§ Task prompt
Return every line below as is, leaving out the pictures.

----------------------------------------

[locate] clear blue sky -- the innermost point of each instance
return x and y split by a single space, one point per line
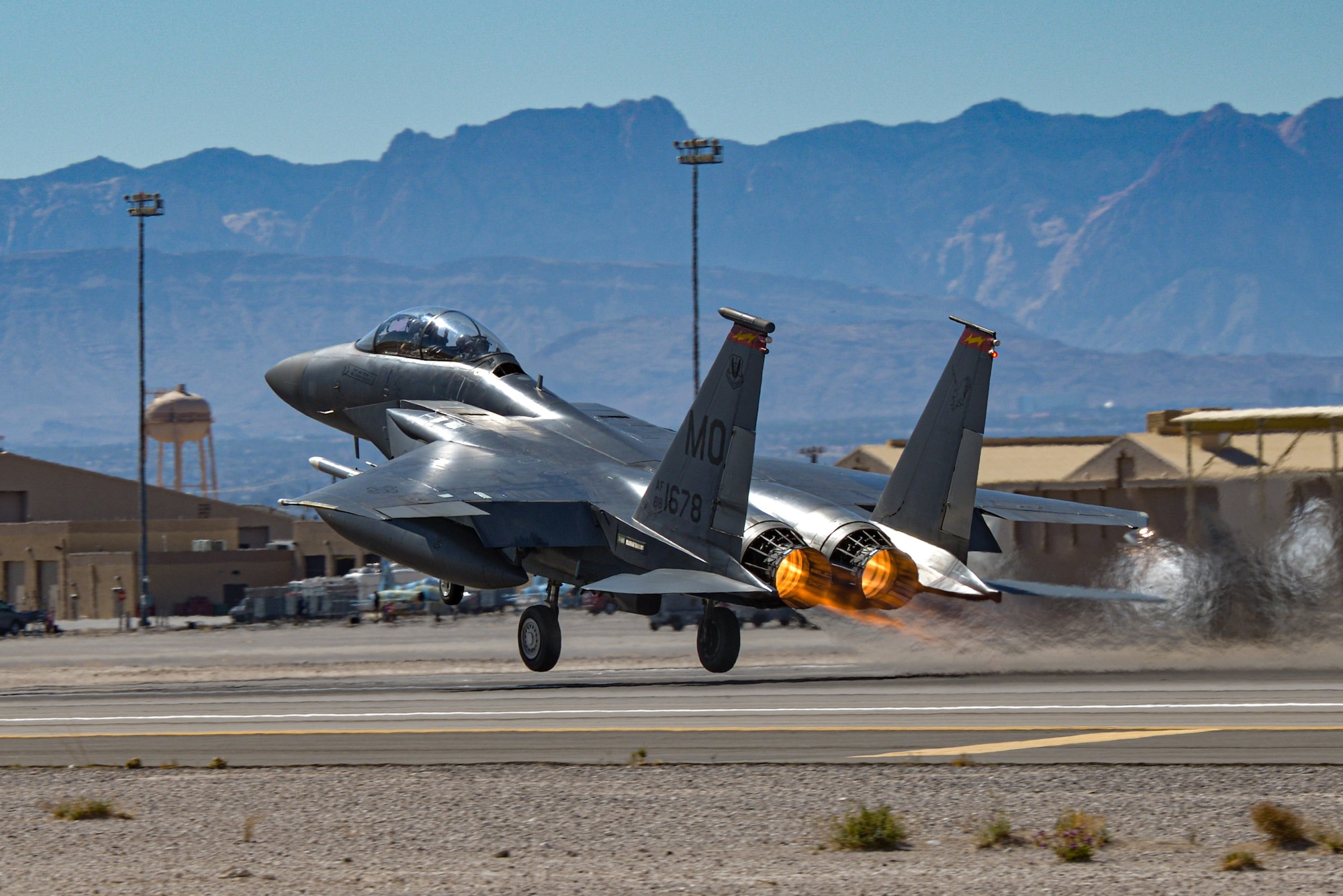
316 82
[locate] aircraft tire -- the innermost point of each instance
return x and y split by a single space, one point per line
539 638
719 639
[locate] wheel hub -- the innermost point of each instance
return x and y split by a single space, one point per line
531 639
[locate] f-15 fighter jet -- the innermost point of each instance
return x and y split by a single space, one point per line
492 478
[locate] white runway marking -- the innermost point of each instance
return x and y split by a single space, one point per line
449 714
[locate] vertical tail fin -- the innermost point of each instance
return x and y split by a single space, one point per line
931 493
699 494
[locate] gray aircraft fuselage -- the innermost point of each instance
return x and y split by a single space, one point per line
354 391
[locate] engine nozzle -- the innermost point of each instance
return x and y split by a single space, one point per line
802 577
890 579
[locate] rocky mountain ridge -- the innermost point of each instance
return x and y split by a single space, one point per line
1208 234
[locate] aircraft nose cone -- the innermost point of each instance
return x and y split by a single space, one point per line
287 379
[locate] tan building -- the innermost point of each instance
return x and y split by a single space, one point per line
69 537
1240 479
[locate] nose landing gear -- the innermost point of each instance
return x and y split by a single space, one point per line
539 632
719 640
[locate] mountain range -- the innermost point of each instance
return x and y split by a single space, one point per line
848 364
1215 232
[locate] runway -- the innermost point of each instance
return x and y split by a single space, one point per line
778 715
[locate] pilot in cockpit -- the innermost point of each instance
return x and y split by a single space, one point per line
433 334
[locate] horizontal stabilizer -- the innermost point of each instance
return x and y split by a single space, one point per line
672 581
1028 509
1072 592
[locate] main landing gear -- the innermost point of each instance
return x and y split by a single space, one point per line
539 632
719 640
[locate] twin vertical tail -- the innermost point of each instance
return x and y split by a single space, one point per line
700 491
931 493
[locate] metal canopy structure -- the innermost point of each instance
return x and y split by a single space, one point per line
1263 419
1211 424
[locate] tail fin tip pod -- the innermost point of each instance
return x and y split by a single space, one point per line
931 493
699 493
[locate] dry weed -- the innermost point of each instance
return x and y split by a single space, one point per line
1283 827
868 830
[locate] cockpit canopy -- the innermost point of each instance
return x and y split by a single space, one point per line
433 334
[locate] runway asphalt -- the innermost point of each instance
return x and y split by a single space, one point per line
790 714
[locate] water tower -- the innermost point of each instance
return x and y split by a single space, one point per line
177 417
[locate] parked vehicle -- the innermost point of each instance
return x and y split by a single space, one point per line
14 621
310 599
597 603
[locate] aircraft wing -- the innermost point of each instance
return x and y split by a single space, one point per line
1028 509
1071 592
862 490
652 435
512 499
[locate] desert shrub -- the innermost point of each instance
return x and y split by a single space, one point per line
84 809
1076 836
1087 823
1278 823
1242 862
868 830
994 831
1072 844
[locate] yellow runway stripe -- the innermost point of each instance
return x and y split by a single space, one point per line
1004 746
1106 733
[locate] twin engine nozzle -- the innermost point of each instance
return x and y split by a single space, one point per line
879 577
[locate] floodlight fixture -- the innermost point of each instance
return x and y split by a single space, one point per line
695 153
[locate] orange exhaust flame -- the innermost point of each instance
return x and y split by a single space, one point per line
890 579
802 577
805 579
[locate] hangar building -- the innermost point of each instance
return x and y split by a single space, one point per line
69 537
1200 474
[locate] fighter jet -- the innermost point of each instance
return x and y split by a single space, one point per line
491 478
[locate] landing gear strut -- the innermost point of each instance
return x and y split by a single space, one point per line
719 639
539 632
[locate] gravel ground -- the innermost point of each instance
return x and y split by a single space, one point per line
715 830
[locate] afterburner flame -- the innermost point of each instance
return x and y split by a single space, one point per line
890 579
802 577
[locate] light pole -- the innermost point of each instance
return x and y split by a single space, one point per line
143 205
695 153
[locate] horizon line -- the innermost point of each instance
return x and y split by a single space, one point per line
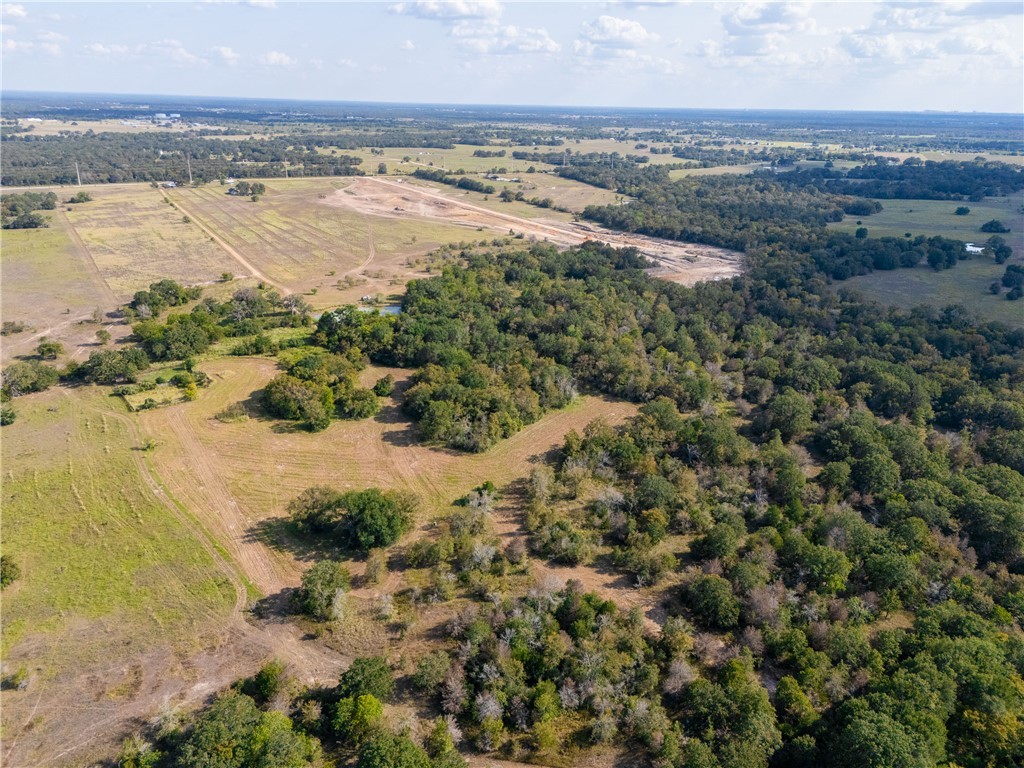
4 92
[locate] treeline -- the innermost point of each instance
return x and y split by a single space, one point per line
914 179
157 157
463 182
768 216
245 727
18 211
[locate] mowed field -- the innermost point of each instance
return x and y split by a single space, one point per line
94 256
121 597
299 243
241 476
967 283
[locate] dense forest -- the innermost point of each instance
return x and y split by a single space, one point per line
834 491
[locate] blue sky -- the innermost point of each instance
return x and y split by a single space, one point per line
861 55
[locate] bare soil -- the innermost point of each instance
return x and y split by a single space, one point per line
398 199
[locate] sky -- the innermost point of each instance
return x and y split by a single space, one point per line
829 55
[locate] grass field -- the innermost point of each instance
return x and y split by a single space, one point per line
241 474
968 282
48 282
111 577
297 241
136 239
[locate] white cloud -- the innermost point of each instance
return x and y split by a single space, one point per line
493 38
276 58
615 33
226 54
101 49
759 18
175 51
13 46
450 9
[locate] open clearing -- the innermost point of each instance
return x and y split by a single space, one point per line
968 282
237 476
400 200
79 511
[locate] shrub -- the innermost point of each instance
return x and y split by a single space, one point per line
321 586
367 675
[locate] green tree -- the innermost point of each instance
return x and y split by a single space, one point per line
392 751
367 675
357 719
321 587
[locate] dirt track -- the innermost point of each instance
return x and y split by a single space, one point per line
679 262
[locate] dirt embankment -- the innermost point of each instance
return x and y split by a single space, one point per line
679 262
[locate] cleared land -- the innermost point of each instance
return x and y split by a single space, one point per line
400 200
968 282
239 476
117 593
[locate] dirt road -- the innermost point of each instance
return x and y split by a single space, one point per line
679 262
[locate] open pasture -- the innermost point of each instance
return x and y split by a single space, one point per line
136 239
299 243
968 282
239 475
118 590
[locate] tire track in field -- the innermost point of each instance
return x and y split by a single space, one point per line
230 250
87 257
252 555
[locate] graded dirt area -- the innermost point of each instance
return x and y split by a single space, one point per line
404 200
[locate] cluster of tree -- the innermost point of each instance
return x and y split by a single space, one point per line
246 188
112 158
914 179
246 728
358 520
318 386
463 182
18 211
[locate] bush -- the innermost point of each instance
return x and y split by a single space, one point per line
367 676
321 587
712 600
375 518
994 225
9 571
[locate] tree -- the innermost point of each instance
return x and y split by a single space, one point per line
49 350
712 600
376 518
791 414
994 225
316 509
321 587
367 675
357 719
9 571
233 733
392 751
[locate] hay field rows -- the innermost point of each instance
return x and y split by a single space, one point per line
240 475
117 592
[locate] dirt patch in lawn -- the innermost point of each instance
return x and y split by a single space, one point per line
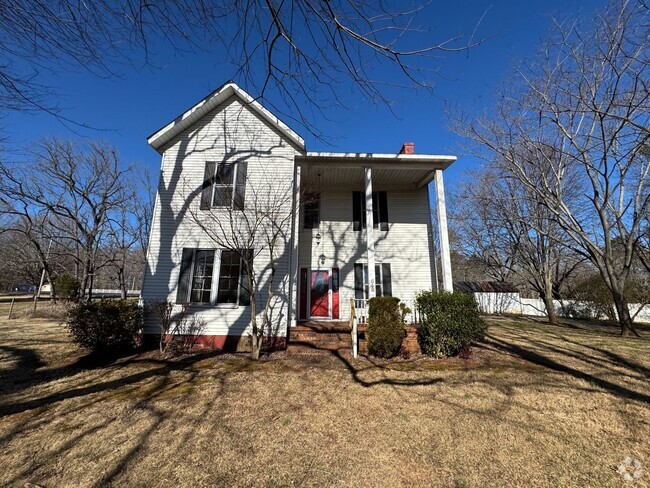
534 406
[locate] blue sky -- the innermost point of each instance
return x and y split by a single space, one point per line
130 107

----------------------------------------

§ Solved exercise
[locate] clear blue sky -- the innermost point of each instance
return x and y split by a single space, one point per line
316 82
[locate] aircraft tire -- the innermost point of each instance
return x and y split by a single space, one point per line
539 638
719 639
[locate] wheel hub -- the innermost point of each instance
return x and y split by a single space, one point per line
531 639
[locate] f-15 fighter jet -- the innermost point of each instance
return x and y split by a single space, one point per line
492 478
[locate] white runway marking -- the innermost point of each instance
return x and y split by a single space, one point per line
449 714
[locate] vertical tail fin -- the innermost point of each instance
return x and y split by a single space, one point per line
931 493
699 494
[locate] gray aircraft fuselage -- the innermost point of each instance
return x and y split by a single space, one point per line
354 391
[locate] engine nozzle -- the innermost point of each instance
return x and y split by a single space, one point per line
802 577
890 579
[locate] rocky mountain ridge -- the innermost point of each instance
return x and y split by a single space, one point per line
1208 234
[locate] aircraft nose cone -- the innermost point of each instance
return x and y split by a single space, one point per line
287 379
[locate] tan building -- the innermost point of each instance
return x and y split by a single space, one point per line
69 537
1240 479
[locate] nose landing gear -- the innermost point of each instance
return x and y split by a single space, one point per line
539 632
719 640
[locate] mountain range -- the innermost point of each instance
return x and y split by a single space, one point per line
848 364
1215 232
[locate] runway -- the innermost point of each instance
return x and y split by a single space, one point per line
778 715
[locate] pilot in cockpit -- the innermost point of each instance
return x and y split by a single space, one point per line
433 334
[locate] horizontal stabilizer -- the innermost point of each instance
return x and y split by a single space, one point per line
672 581
1028 509
1072 592
[locate] main landing gear -- the innermost point of each instance
return x and y split by a single space, one point per line
539 632
719 640
[locate] twin vertical tail -- the innermost point of each instance
return x and y split by a single space, one point per line
700 491
931 493
[locate] metal canopy structure -- the innermost point of each instance
return x and y split by a single space, one point per line
1263 419
1211 424
[locate] tail fin tip pod -- the innermost point of each instance
return x and y split by a single space, one point per line
931 493
699 493
[locate] dry weed -- the innermost point of each instance
return x and y split by a single space, one point per line
1283 827
868 830
[locate] cockpit canopy -- the innermost point of each instance
return x and y split by a single space, one point per line
433 334
[locate] runway asphalt -- the innermost point of each instance
return x and y split by a single space, one point per line
790 714
[locate] water tower -- the innermost point of each instance
return x and y split by a single space, one point per line
177 417
[locate] parked vehicle -- the innermost point of each instance
return x and y split by a single space, one point per line
14 621
310 599
597 603
[locate] aircraft wing -- the innermost point of each instance
return x and y split by a single space, one point per line
1028 509
1071 592
862 490
652 435
512 499
[locate] desert shrub -- the innermost point of each instance
return x and y split by a single space, one point per line
84 809
1076 836
1087 823
1278 823
1242 862
868 830
994 831
1072 844
[locate] yellow runway stripe -- the innermost point of each instance
return x and y split by a single space, one point per line
1004 746
1106 733
[locate] twin engine nozzle -- the innermost point of each instance
return x and y split by a single space, one point per line
879 577
[locate] floodlight fixture -- the innermost point of each instance
return x and y split by a single space, one point per line
695 153
[locate] orange exhaust flame -- the innermost point of each instance
return x and y split by a single space, one point per line
890 579
802 577
805 579
[locate] hangar building -- the innermost point of each instance
return x and y split by a single space, one point per line
69 537
1200 474
[locate] fighter jet -- the innermost point of each instance
return x and y split by a single space, one point per line
491 478
[locate] landing gear strut -- the innermost point of each instance
return x and y split by a single space, one point per line
719 639
539 632
[locate] gravel ground -- the innermost point of each instance
return x and y split by a single space, one point per line
715 830
[locate] afterburner flame -- the innermost point of each instance
return x and y split by a single space, one point per line
890 579
802 577
[locate] light pole -- the innermost point of each instance
return x and y split by a single space, one point per line
143 205
695 153
[locate] horizon line -- the innermost point of each instance
return x and y split by a single space, one point per line
4 92
[locate] treeline -- the innermost point of each instance
return x and y split by a single space, one point per line
914 179
157 157
463 182
768 216
245 727
18 211
[locate] mowed field -- the innermost point of each instance
return x and y split by a single space, one point per line
94 256
121 597
299 243
241 476
967 283
[locate] dense forest -- the innermost point of each instance
return x and y split by a single space, one point per line
834 491
[locate] blue sky -- the innermost point of each instance
return x and y split by a single space, one point per line
861 55
[locate] bare soil -- the innermost point of each instance
return x and y split by a single space, one point per line
398 199
[locate] sky -- the innermost point of each instance
return x and y split by a single space, one point per line
829 55
[locate] grass field -- the innermost point of each instance
return x and y split by a single space, one point per line
241 474
968 282
48 282
111 577
297 241
136 239
[locate] white cloud -- the innermost point of each instance
return x and y split by a single space, one point per line
493 38
276 58
615 33
226 54
101 49
759 18
175 51
13 46
450 9
[locate] open clearing -- the innermost point of each instance
return x and y split by a single space, one point per line
968 282
237 476
400 200
79 511
[locate] shrub -- the innermost point of each instance
return x and y split by a single space, one point per line
321 586
367 675
[locate] green tree -- the innermost point of each instance
return x and y split by a single space, one point per line
392 751
367 675
357 719
321 587
[locate] dirt track -- the innermost point of each instance
return x and y split by a single space, one point per line
679 262
[locate] dirt embankment -- the innermost point of each instance
return x and y split by a single space, one point per line
679 262
[locate] cleared land -- the innermost point of each instance
return x and y split by a single space, one point per line
400 200
968 282
239 476
117 593
[locate] dirt road -- the innermost point of each instance
return x and y split by a single space, one point per line
679 262
[locate] open pasture -- the innermost point of each instance
return x and y split by a single space, one point per line
136 239
299 243
968 282
239 475
118 590
[locate] tire track in field -- the innermost point of each instance
return x and y split by a single space, one point per line
230 250
87 257
252 555
[locate] graded dirt area -- the innermost point of each instance
return x and y split by a single space, one point per line
404 200
[locate] cluster of tree -- the innermost point of each instance
return x and y split by a single space, one point per line
246 188
112 158
914 179
246 728
358 520
318 386
463 182
18 211
[locate] bush -- the innermost point of each instance
return x and y split by a single space, one point per line
367 676
321 587
712 600
375 518
994 225
9 571
[locate] tree -- the innermost point of each instance
return x and y split by a single space, one point per line
49 350
712 600
376 518
791 414
994 225
316 509
321 587
367 675
357 719
9 571
233 733
392 751
[locate] hay field rows -- the innermost point of each instance
return x and y split by a single space, one point per line
240 475
117 592
[locate] dirt patch in lawn -- the innermost point of each instance
return x and y split by a single space, one point per line
534 406
[locate] blue sky -- the innermost point of each instance
return x and y split by a single space, one point per line
130 107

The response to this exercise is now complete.